• Stated problem 1: State whether each of the following statements agrees with the transcript on platform team migrations, answering yes or no and quoting the words of the transcript that decide it: (a) The platform mission's mantra was that the platform takes the pain. (b) Every team's migration followed one standard pattern. (c) The main resistance came from the feature teams.
• Stated problem 2: Pick up the transcript on platform team migrations after its final sentence and extend it.

• Document excerpt:
==========

Pia: The platform teams did not think they were accountable for the adoption of their products. So it was like both starting to take accountable for adoption and. That would lead to going out there to the customers, actually sitting there, onboarding them, migrating them. And we had this mantra that we still have.

And it’s still a part of our, our main engineering practices, uh, for the platform mission, which we called the platform takes the pain. It really helped us actually, because it’s short and snappy and everyone knew. What that really means, because it’s tedious to migrate someone off a Jenkins to another CI engine.

This is not sort of the lovely ivory tower work that maybe some platform teams had loved doing. Deep, deeply thinking about sort of orchestration and creating some fantastic product. But this is actually sort of going out there to some feature teams. 34, 50 feature teams. And sitting with them, and helping them, because they have different challenges, all of them.

Adam: No two teams were alike. These weren’t cookie cutter migrations. This was custom, hands on build work. But the Pipe Dream team leaned into the grind. They took pride in taking on the pain of each migration.

Pia: I remember this one team we went to, and we actually sat there with these engineers. It was only two from this other squad.

They were like… You start asking some really great questions like okay, how would that work and how are we gonna do this and okay So if you do that, then I can do here and like, okay, just get it done. Let’s get it done. Sounds good Okay, good. Let’s go.

Migrating CI

Adam: This was the total opposite of the pushback They’d expected and it kept happening as they met with more and more teams It turned out the big resistance wasn’t coming from the feature teams.

Those teams were open to change as long as it helped them ship features faster.

==========

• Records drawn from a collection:
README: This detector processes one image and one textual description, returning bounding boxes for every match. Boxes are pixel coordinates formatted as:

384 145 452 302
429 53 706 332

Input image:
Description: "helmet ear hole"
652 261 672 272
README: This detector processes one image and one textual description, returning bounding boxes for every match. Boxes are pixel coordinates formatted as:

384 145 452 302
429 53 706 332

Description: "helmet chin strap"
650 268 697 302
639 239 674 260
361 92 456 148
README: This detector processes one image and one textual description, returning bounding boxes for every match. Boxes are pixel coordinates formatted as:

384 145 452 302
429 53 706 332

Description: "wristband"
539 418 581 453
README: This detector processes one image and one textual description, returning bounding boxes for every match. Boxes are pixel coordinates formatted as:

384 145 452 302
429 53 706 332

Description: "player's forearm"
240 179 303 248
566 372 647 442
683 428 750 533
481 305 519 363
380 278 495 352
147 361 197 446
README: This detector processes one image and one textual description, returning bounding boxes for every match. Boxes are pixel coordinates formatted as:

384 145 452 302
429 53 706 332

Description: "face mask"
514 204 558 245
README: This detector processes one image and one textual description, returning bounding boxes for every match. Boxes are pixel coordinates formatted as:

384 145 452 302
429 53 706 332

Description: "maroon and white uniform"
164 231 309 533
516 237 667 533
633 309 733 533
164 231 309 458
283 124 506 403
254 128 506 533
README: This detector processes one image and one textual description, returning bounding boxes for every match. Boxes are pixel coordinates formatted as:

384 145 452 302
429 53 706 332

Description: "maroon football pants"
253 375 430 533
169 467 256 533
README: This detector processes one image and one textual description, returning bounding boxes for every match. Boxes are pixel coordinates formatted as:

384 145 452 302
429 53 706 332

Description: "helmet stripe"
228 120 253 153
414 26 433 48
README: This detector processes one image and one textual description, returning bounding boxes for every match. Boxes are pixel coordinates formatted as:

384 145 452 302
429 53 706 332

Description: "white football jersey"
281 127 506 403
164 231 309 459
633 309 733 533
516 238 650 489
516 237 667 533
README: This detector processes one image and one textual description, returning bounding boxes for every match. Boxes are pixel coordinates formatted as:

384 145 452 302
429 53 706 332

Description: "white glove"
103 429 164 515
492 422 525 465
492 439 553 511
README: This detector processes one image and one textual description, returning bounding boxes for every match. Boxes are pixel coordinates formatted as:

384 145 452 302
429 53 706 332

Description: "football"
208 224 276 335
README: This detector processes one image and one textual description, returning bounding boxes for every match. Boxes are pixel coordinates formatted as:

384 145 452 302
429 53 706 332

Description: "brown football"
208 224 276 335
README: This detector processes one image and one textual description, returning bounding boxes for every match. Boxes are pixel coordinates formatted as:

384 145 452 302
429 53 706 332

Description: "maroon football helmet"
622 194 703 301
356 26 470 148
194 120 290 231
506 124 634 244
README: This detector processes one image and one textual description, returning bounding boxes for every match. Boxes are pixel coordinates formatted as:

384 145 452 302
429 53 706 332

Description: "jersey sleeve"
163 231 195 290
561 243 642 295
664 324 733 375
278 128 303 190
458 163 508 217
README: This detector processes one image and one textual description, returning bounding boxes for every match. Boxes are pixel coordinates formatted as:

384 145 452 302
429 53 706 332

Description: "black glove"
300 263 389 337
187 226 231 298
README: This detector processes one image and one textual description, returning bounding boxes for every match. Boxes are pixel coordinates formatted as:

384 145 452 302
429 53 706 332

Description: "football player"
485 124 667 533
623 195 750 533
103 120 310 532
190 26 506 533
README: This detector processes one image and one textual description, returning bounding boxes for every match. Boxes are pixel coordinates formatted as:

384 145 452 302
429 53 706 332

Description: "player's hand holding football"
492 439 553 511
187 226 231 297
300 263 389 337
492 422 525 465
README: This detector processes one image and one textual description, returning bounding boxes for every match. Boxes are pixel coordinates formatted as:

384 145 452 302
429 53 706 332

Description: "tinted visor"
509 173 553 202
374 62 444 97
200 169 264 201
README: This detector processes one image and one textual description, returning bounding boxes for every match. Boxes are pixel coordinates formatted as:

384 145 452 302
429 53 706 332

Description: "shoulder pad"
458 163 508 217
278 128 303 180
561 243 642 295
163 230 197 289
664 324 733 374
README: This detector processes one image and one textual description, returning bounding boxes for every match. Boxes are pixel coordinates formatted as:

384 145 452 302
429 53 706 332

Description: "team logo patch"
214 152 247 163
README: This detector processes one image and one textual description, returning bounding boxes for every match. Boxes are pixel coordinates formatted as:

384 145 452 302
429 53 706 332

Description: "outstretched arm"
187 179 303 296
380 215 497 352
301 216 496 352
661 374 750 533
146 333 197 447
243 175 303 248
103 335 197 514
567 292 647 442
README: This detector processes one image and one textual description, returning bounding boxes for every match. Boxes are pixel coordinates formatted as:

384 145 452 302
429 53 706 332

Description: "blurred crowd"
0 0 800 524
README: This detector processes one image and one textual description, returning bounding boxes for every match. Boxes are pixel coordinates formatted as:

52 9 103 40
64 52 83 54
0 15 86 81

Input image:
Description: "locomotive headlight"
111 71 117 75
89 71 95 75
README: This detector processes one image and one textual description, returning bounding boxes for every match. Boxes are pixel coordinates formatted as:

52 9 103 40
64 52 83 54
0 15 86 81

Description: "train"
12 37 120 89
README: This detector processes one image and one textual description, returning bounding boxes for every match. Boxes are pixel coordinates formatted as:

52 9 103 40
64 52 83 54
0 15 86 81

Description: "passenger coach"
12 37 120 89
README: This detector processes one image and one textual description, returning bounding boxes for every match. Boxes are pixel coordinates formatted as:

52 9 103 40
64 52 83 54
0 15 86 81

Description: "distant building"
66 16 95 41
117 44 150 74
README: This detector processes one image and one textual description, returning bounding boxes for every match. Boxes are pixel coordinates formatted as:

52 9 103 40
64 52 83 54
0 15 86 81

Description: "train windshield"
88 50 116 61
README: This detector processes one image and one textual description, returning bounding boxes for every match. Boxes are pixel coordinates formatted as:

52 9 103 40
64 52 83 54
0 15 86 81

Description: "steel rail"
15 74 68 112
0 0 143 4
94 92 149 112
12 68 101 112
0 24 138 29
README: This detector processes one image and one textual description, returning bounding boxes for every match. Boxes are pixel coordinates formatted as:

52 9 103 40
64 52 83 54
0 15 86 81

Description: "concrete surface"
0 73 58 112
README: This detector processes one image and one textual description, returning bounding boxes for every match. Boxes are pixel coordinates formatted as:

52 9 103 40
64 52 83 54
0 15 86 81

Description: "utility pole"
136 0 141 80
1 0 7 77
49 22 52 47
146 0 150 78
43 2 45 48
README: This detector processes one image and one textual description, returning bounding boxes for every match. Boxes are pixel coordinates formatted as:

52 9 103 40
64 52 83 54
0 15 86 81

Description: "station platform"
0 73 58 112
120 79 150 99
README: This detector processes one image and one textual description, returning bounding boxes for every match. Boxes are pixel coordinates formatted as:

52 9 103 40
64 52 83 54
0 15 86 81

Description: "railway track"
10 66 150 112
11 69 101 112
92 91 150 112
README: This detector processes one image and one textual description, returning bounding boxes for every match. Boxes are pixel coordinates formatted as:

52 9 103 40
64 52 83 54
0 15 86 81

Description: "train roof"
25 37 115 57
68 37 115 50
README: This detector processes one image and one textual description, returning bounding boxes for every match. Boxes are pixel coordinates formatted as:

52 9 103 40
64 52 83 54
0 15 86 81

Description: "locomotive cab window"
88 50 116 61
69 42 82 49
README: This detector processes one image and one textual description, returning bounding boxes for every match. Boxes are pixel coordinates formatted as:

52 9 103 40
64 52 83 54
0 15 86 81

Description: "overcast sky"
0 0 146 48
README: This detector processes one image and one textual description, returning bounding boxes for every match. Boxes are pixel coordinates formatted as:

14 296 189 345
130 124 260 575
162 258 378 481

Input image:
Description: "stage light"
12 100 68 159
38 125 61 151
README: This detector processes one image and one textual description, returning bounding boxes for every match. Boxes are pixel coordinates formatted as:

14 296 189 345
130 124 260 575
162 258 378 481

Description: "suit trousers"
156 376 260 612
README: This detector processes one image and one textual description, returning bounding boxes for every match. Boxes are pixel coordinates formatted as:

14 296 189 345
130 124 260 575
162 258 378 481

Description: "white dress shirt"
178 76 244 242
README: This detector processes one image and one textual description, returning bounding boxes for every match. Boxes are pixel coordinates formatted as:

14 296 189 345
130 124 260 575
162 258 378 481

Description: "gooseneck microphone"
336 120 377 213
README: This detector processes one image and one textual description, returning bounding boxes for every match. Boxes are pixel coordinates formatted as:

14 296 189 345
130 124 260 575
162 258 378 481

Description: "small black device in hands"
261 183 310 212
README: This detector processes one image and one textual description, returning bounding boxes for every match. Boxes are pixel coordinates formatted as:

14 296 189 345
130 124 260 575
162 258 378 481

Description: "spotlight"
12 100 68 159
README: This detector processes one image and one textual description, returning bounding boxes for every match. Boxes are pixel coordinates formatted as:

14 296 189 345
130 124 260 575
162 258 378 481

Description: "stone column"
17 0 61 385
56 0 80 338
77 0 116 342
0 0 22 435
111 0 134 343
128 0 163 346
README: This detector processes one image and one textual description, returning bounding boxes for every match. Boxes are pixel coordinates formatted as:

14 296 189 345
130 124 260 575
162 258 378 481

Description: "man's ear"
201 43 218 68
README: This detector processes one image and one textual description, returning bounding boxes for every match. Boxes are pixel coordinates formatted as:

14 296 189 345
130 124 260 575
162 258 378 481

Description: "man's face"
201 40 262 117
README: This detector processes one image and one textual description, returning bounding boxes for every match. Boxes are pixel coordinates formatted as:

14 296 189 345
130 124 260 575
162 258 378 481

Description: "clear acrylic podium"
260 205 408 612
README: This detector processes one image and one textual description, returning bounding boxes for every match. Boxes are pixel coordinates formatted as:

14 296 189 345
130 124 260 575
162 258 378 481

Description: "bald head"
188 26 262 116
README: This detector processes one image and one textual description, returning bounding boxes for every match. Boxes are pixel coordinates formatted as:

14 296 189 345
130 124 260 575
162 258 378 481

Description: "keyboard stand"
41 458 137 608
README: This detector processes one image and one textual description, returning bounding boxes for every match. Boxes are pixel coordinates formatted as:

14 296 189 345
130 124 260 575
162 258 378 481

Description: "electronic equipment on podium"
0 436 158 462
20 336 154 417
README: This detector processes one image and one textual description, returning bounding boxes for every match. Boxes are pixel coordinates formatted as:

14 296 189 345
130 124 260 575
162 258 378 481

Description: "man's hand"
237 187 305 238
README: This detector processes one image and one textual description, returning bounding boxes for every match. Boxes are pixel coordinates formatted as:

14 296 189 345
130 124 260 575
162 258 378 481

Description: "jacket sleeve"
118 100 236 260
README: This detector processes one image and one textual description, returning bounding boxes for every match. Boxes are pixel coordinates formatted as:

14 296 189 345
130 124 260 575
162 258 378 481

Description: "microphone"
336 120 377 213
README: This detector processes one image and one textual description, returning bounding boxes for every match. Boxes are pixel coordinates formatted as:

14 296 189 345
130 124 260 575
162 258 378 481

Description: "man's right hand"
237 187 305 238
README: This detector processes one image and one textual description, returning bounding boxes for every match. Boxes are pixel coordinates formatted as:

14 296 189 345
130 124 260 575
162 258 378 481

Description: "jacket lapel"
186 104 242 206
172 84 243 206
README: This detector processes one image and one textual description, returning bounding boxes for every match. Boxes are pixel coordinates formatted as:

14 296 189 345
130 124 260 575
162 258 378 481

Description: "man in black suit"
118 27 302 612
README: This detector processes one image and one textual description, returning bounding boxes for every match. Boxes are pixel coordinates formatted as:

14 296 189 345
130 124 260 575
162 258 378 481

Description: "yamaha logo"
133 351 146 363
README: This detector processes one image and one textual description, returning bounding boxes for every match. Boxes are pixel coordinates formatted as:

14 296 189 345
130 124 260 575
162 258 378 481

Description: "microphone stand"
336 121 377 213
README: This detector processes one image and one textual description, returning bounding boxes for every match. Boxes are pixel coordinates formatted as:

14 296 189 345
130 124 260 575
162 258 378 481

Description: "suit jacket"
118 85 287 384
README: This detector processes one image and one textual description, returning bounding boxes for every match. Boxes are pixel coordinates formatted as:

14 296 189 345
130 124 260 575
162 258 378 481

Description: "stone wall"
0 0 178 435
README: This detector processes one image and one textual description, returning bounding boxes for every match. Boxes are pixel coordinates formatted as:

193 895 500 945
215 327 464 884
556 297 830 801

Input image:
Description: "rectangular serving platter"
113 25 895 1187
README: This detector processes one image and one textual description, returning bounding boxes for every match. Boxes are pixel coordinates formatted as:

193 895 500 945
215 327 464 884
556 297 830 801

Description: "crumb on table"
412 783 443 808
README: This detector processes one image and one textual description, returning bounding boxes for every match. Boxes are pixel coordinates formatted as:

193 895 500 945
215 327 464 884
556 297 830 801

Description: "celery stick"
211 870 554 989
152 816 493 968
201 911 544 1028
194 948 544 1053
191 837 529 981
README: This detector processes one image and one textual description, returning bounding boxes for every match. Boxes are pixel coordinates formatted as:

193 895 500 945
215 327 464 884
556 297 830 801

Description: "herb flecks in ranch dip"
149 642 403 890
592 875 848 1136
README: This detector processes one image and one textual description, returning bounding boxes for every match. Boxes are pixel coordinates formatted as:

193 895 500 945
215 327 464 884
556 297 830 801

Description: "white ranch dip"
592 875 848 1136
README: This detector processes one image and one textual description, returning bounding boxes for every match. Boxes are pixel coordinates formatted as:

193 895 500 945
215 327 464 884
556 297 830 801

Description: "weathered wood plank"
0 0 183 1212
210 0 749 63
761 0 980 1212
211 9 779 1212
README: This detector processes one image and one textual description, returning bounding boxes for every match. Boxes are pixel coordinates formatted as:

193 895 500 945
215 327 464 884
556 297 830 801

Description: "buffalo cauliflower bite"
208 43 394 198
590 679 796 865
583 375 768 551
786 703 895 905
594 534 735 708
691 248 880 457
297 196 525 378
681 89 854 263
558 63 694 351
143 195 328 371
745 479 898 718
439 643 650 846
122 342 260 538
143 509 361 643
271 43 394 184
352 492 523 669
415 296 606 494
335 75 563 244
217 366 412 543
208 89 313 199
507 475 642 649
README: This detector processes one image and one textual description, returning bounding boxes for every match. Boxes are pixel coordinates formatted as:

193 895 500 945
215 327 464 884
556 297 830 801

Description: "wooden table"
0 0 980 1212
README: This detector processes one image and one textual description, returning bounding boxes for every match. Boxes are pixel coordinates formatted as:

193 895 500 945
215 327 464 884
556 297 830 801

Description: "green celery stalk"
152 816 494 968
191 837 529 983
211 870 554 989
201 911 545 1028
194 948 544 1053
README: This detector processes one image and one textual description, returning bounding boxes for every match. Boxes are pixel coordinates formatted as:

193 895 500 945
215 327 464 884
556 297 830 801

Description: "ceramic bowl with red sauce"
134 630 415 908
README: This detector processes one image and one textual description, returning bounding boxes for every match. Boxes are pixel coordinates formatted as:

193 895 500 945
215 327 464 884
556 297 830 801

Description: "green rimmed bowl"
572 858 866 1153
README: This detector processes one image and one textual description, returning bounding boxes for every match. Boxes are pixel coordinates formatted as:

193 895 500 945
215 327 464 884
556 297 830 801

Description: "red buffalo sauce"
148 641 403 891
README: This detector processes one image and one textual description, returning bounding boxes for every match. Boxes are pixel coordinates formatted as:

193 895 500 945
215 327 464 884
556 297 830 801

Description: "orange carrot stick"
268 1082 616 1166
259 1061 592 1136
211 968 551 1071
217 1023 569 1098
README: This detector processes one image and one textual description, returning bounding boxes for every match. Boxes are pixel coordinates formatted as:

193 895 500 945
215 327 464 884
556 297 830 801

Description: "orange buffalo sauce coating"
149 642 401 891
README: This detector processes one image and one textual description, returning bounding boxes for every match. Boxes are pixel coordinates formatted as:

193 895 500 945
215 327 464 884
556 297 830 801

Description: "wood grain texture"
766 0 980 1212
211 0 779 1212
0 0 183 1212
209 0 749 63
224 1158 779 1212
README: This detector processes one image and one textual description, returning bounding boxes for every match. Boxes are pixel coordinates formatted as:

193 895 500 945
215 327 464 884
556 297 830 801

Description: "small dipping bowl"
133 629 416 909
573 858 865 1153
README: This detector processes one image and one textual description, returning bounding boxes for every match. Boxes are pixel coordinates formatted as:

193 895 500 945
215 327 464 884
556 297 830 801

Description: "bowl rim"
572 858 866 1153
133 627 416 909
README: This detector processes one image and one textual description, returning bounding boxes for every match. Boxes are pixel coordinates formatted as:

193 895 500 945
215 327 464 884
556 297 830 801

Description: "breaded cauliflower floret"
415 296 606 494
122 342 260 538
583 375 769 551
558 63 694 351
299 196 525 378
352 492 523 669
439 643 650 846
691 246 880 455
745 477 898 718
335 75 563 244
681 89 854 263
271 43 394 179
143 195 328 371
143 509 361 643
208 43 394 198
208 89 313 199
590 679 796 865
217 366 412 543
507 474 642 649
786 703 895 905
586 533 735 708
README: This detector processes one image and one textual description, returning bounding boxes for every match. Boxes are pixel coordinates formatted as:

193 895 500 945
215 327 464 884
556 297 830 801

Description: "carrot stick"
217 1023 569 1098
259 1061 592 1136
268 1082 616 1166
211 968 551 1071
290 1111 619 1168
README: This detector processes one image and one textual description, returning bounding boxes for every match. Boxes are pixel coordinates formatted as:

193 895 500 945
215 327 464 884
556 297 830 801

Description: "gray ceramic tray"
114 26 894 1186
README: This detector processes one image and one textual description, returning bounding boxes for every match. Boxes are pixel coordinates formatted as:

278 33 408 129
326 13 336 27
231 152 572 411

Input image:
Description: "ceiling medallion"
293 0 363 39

==========

• Response 1:
(a) Yes: "which we called the platform takes the pain."
(b) No: "These weren’t cookie cutter migrations."
(c) No: "It turned out the big resistance wasn’t coming from the feature teams."

• Response 2:
Pia: Because the platform teams are the teams that really care about the infra. So they wouldn’t have wanted to have an infrastructure solution, uh, being sort of asked of them to, to comply with, because they really care about these things, but a team in e commerce platform, in user platform, in the playlist platform, they care about other things way more than what CI infrastructure they are running on.

So it was like a lack of customer awareness or understanding. Had we known this earlier, I think this move would have been enabled way faster and way earlier, much longer before I joined.

Adam: This was a big realization. The autonomy that teams valued, it wasn’t about specific technologies or workflows. It was about owning their work, having the freedom to build the stuff that mattered.

Not owning CI was fine, as long as it didn’t mess with their ability to ship things. Once Pipedream got this, it was a lightbulb moment and they realized that most engineering teams would embrace any changes that remove friction from their lives. This gave Pia hope that with the right approach, she could rally the teams around a shared mission to work better together.

But first, they had the six month deadline. Lots of Jenkins files to write. And at Spotify, you don’t want to be a bottleneck. You can’t slow people down. So they had to make sure that all their changes rolled out smoothly.

Pia: So the toughest thing with this migration was that there were so many Jenkins instances.

And you can imagine around 300 teams that were impacted. So the scale of reaching all of these critical pipelines, actually migrating them. That was one of the biggest challenges. The second one was the build templates differed so much. There was no standardization on the build templates, which makes it very hard to actually build them.

However, we, we figured out we’re going to just containerize the builds. So that was the solution for building very custom build templates.

The Transformation of Pia’s Team

Adam: Through all this work, Pipedream transformed their thinking. Platform takes the pain? Yes. But Platform also cares about their customers. Platform understands their customers.

Platform cares about impact. These ideas started to spread.

Pia: There was no moment, I can remember at least, where someone said, like, right now we’re gonna move into, uh, team ownership of, uh, adoption for all your products, Platform folks. It just happened gradually, as I think people were… Seeing more and more that it actually works to own adoption.

It’s also a matter of like, how do you define success in your organization? Right. We started celebrating. When, when teams reached high adoption of their products, and we also tried to move the flywheel by celebrating successes.

Adam: This let Platform rethink some things. Yes, they didn’t want to be top down, they didn’t want to be corporate, but maybe they were wrong about autonomy.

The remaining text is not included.